• _WORK REQUIRED_: Copy every row below, requests included, and raise each polygon point coordinate in the answers by 109, leaving the requests and their sample outputs as they are. Leave the pictures out.

---- EXERCISE DATA

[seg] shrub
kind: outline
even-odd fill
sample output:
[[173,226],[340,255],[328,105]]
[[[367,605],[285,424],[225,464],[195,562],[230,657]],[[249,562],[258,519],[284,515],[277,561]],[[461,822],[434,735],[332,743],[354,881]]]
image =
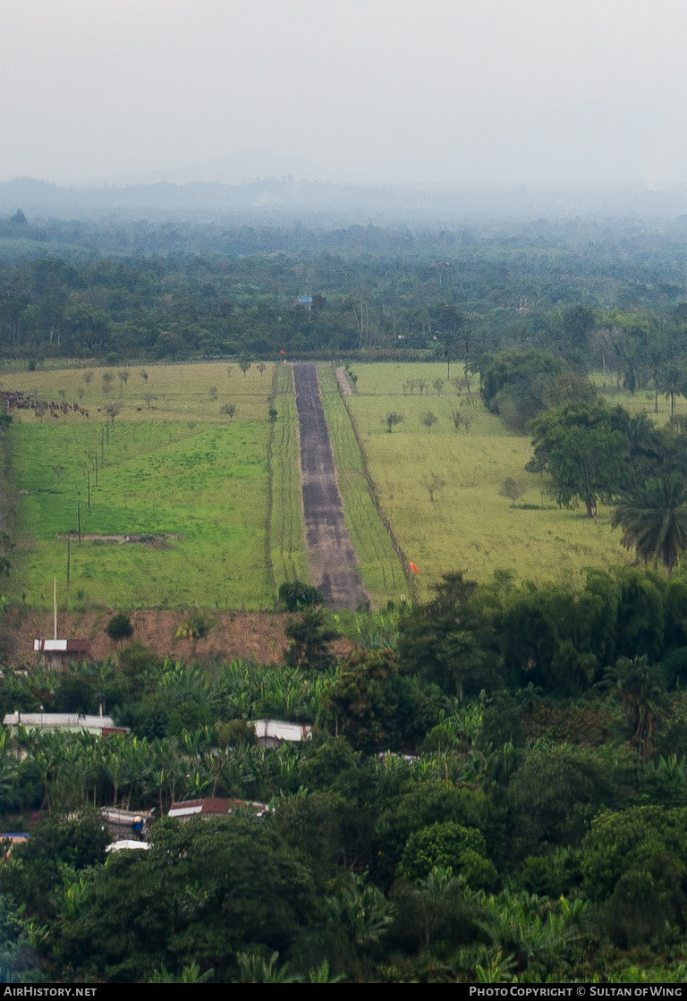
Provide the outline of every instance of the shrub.
[[308,608],[312,605],[323,605],[322,593],[310,584],[303,584],[301,581],[292,581],[279,585],[277,592],[279,603],[283,605],[286,612],[299,612],[300,609]]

--------

• _PROBLEM SOLUTION_:
[seg] shrub
kind: outline
even-odd fill
sample output:
[[173,226],[340,255],[328,105]]
[[[367,605],[285,424],[225,464],[195,562],[230,657]],[[249,562],[258,519],[284,515],[277,561]],[[461,822],[434,735],[332,743],[354,881]]]
image =
Provide the outline of every instance of the shrub.
[[417,717],[421,714],[432,714],[431,702],[419,693],[412,693],[410,690],[401,690],[388,694],[386,701],[388,712],[392,714],[395,721],[408,721],[409,718]]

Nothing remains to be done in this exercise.